Short task
Find the line that contains "the dark trousers". Output it and every line after it to the end of the records, exactly as they appear.

The data

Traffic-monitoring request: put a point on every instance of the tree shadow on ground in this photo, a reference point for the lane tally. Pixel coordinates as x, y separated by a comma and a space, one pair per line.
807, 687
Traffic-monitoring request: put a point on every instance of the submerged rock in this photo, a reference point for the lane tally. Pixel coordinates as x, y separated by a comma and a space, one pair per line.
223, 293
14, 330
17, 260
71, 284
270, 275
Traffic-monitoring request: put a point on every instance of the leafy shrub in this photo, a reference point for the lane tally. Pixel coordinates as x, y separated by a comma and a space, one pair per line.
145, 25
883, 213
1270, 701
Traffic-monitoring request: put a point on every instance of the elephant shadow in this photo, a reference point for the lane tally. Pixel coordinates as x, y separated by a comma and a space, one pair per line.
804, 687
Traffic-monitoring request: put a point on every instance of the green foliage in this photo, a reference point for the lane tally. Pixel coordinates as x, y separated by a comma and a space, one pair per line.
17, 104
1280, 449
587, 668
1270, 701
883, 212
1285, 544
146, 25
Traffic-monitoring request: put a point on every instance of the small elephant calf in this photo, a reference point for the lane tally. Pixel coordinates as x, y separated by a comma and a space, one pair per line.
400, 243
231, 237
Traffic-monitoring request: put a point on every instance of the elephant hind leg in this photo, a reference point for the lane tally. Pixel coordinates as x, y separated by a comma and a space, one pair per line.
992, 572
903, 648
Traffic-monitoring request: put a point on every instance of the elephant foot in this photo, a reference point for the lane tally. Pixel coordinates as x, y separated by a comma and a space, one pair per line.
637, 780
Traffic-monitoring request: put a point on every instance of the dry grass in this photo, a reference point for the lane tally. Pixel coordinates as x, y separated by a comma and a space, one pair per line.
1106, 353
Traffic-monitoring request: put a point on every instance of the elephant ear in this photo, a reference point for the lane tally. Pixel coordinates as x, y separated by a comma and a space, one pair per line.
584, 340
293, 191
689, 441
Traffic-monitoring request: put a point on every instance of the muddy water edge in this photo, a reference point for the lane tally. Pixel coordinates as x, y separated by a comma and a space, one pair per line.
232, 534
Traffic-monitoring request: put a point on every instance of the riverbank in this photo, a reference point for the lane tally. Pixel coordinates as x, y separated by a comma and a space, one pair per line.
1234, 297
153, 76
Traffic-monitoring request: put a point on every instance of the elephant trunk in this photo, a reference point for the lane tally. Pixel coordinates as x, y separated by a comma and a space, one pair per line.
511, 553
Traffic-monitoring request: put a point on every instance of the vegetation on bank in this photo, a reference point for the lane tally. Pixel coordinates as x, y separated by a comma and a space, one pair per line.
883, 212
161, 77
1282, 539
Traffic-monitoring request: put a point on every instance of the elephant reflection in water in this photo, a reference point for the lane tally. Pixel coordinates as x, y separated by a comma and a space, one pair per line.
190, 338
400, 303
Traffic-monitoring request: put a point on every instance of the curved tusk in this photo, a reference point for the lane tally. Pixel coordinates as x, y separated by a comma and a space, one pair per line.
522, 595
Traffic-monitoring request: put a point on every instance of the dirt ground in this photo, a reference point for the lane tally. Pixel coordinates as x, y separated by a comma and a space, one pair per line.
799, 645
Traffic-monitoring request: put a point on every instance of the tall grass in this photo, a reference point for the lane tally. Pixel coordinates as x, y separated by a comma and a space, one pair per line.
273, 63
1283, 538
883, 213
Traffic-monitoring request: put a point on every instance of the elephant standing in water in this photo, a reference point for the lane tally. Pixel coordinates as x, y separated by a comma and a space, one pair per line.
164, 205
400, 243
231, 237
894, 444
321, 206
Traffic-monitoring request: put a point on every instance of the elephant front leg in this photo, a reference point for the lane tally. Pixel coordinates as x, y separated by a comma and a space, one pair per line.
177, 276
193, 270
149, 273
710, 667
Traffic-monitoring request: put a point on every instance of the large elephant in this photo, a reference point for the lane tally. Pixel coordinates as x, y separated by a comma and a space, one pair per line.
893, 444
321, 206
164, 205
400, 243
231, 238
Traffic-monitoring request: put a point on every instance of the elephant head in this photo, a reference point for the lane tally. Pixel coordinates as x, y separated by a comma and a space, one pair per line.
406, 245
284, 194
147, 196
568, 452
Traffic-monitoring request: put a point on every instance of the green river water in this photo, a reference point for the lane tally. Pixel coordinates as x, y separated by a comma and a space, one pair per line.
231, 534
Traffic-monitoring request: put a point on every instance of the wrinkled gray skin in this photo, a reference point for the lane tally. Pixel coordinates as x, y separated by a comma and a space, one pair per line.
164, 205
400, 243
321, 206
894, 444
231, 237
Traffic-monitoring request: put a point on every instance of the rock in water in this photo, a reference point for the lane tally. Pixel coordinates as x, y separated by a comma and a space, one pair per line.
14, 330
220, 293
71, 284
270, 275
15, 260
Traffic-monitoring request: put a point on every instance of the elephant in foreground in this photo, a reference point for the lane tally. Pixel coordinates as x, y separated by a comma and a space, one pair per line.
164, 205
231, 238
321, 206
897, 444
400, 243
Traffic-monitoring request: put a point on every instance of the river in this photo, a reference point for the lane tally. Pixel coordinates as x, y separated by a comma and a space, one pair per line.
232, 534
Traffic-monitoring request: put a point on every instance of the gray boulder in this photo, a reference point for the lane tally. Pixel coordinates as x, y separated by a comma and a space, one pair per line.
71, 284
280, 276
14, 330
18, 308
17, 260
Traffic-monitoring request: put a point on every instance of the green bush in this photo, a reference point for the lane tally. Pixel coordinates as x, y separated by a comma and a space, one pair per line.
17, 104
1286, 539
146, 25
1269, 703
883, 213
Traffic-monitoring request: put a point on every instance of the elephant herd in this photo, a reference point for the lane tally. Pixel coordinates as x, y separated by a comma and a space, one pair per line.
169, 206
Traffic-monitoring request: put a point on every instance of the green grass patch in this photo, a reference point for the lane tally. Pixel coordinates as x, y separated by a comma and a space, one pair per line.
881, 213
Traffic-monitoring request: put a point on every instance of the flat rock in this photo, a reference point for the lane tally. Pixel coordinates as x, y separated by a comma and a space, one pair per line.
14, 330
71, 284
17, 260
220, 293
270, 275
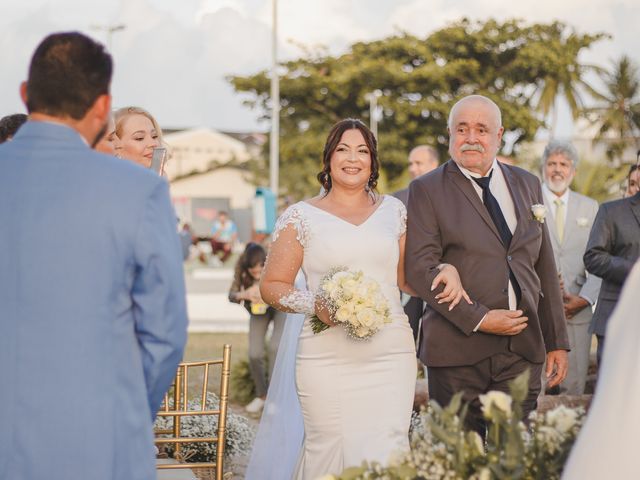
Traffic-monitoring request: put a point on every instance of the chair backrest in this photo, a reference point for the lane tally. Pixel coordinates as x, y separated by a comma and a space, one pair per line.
187, 397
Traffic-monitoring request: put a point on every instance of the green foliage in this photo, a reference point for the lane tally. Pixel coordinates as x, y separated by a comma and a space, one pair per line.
617, 112
443, 450
420, 79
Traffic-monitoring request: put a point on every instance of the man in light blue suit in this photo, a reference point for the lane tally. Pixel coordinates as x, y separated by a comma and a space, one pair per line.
92, 302
570, 220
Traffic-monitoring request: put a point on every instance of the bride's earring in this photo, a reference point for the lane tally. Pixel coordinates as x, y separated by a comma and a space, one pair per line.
327, 181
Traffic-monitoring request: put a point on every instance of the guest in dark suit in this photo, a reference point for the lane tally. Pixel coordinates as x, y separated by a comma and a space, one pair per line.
422, 159
486, 219
613, 248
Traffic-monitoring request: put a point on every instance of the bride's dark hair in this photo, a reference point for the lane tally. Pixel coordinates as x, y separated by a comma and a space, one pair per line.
324, 177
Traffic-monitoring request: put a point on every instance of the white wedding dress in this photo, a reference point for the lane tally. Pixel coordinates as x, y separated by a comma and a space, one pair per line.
606, 446
356, 396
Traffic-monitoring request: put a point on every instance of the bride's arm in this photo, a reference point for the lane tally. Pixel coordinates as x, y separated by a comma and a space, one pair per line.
278, 277
453, 291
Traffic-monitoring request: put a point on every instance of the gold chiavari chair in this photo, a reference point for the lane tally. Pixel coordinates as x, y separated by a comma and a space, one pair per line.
176, 406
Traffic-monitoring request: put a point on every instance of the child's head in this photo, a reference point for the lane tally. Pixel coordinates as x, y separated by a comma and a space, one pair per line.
253, 260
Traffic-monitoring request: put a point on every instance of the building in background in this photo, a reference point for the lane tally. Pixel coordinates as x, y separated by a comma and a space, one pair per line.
208, 172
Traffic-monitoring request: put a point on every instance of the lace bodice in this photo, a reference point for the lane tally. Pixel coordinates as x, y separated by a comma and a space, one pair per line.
329, 241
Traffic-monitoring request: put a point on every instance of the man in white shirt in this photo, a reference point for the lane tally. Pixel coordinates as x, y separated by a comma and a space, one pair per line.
570, 220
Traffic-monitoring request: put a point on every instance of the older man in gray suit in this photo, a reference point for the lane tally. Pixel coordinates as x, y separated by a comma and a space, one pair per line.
92, 327
483, 217
570, 222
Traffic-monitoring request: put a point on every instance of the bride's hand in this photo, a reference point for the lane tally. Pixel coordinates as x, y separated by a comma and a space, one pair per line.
453, 291
322, 312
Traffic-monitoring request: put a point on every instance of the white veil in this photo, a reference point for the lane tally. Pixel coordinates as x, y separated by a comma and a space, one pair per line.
279, 439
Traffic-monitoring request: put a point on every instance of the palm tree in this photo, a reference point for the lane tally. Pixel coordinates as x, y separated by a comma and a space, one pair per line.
617, 111
565, 75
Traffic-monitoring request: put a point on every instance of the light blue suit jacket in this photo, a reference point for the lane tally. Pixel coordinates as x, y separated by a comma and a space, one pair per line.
92, 309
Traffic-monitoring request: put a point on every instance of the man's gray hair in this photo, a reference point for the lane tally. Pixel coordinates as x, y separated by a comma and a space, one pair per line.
560, 147
475, 98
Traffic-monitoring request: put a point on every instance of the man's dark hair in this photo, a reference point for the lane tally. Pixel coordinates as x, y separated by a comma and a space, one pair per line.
68, 72
10, 124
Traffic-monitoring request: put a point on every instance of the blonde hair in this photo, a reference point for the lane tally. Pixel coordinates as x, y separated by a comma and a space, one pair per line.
123, 113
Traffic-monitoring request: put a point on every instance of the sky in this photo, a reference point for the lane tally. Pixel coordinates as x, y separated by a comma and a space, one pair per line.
173, 55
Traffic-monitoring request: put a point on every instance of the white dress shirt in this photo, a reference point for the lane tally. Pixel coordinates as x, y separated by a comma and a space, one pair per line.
551, 199
500, 190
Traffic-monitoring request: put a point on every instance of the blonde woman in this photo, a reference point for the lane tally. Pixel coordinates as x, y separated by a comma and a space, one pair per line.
139, 134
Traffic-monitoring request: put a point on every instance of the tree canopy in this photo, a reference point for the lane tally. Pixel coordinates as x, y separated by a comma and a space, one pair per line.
420, 79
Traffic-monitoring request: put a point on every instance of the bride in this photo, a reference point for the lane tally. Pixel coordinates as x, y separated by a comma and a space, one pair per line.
356, 396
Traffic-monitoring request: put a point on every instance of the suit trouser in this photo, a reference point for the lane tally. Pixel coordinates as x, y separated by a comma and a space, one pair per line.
580, 342
493, 373
258, 325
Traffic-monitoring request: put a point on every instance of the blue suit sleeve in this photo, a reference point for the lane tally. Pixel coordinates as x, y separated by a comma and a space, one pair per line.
159, 295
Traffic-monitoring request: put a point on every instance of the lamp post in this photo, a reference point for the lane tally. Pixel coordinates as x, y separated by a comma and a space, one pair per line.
274, 157
373, 110
110, 29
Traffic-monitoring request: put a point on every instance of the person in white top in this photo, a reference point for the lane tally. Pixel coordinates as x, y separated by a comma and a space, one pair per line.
572, 216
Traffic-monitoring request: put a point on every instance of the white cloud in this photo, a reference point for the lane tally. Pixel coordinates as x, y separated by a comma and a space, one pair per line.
173, 56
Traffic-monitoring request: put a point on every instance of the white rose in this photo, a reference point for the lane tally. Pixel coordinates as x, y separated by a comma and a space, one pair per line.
539, 212
582, 221
499, 400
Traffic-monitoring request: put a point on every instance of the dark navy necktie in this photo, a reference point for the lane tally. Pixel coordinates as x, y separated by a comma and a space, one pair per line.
493, 207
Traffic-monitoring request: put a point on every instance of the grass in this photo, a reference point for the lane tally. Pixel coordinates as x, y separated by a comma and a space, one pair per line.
208, 346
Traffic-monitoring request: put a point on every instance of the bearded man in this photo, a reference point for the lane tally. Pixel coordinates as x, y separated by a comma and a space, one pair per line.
572, 216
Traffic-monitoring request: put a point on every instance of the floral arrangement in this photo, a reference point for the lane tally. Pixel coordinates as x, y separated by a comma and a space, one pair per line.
354, 301
442, 450
239, 435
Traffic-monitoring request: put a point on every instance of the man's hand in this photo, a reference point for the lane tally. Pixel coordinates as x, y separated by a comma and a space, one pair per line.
557, 365
573, 304
503, 322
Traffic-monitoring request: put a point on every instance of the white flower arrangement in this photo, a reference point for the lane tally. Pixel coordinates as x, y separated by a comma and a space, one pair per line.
354, 301
442, 450
539, 212
238, 440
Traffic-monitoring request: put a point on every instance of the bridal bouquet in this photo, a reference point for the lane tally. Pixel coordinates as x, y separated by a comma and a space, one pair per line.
354, 301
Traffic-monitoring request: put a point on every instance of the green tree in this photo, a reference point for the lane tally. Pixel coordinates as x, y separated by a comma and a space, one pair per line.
420, 78
617, 112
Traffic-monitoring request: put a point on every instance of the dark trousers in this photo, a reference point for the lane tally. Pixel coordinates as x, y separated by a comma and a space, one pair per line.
493, 373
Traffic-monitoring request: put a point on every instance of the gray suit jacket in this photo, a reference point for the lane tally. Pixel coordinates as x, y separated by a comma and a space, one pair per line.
447, 222
613, 248
92, 308
581, 213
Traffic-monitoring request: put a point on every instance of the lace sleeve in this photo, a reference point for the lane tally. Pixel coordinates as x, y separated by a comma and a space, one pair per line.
299, 301
295, 216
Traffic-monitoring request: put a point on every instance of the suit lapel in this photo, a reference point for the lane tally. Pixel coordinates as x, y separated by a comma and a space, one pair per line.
635, 206
464, 184
521, 209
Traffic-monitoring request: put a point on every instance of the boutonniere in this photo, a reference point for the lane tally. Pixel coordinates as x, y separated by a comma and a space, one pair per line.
582, 221
539, 212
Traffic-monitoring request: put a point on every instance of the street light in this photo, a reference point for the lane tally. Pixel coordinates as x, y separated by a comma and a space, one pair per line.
373, 110
274, 157
110, 29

Worked solution
Traffic-monitoring request: put a point on every instance of the dark trousers in this photo, a reference point for the lane tally. Pixel coordinates as x, y separated by a comma and a space, one pair per line.
493, 373
Traffic-monitoring request: put a point on every instance of the gray suit jacket in this photo, a reference point for the lane tally. Pixel coordinates as x, y separated by a comma and a space, one pair per line.
447, 222
613, 248
92, 308
581, 213
Traffic-monitoring request: put a point on every instance of the lace sleeve in this photo, a reference point for the lane tally. Pixel coordinates as x, y separated by a comma and a space, one pair per line.
299, 301
295, 216
Traffic-monitoring request: put a point on every instance of the suit lapel in this photo, a reference point for the lane tally. Pixel coordinates as x, y separated by a comma and a space, one pair per line.
635, 206
464, 184
521, 209
Traffic-monitoring request: put a point on every instance of the boutonniere in this photo, a reference point for the lane tally. Pixel coordinates as x, y separated by a comma and a space, one pair per line.
582, 221
539, 212
Traffic-monitoring request: put a point on every instance of the street light in this photo, a reference point for the lane tally. Pixel coordinates as x, y separated by a comma and a space, one pair per line.
373, 110
274, 157
110, 29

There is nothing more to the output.